— begin Records for the exercise —

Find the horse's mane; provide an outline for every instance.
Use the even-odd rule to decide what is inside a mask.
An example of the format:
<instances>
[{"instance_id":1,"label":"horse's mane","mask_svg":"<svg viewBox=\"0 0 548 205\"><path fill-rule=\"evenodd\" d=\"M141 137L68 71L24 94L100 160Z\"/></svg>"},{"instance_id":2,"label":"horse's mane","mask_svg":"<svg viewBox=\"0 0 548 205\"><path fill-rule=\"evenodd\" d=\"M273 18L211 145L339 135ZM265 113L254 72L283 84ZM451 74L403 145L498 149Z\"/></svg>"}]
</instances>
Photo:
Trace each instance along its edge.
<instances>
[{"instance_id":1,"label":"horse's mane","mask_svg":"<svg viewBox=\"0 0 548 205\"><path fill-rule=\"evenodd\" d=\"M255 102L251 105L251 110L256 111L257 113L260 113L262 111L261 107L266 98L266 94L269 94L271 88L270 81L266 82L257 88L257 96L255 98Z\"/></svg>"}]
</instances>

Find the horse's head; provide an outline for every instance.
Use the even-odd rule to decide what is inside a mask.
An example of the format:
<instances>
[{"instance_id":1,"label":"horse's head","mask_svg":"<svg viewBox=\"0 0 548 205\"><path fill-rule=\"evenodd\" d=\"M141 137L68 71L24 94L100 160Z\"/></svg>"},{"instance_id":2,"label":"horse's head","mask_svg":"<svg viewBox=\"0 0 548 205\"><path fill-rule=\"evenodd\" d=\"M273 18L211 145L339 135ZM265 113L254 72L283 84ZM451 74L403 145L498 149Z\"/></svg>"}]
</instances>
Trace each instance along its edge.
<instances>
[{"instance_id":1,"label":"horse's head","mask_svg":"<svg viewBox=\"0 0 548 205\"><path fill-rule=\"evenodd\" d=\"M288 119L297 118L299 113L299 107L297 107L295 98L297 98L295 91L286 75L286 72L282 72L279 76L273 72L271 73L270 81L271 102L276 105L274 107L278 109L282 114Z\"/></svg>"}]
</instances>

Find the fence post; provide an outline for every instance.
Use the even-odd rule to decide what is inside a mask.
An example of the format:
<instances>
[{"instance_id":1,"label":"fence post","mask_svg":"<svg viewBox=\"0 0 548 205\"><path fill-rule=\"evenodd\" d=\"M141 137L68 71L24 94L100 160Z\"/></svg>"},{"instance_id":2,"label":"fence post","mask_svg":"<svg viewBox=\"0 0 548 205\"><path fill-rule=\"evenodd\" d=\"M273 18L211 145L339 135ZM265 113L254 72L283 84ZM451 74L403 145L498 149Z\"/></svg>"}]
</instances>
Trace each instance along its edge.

— end Records for the exercise —
— begin Records for the exercise —

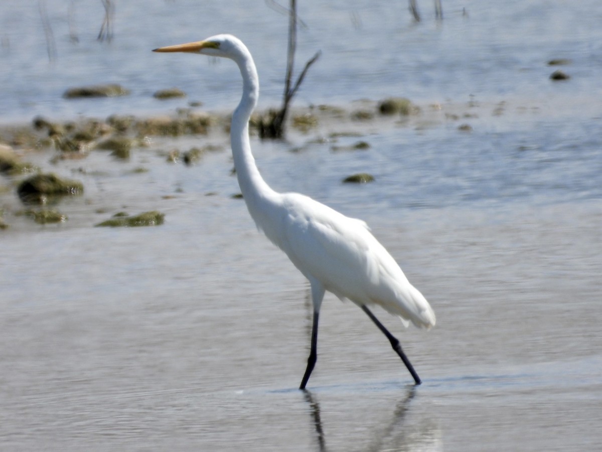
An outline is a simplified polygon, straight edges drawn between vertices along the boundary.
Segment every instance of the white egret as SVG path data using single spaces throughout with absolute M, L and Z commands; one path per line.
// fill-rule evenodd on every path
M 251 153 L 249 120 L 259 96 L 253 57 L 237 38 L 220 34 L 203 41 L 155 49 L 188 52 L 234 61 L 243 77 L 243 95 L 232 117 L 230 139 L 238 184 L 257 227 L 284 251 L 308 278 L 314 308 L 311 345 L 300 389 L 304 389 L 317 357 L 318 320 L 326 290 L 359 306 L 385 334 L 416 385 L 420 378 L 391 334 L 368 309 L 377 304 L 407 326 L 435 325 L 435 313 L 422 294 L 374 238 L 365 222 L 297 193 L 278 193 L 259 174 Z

— end Records for the exercise —

List each line from the rows above that contains the word "provide".

**Finished exercise**:
Find the horse's mane; provide an outline for every instance.
Find the horse's head; provide an outline for every instance.
Find the fence post; provide an outline for every instance.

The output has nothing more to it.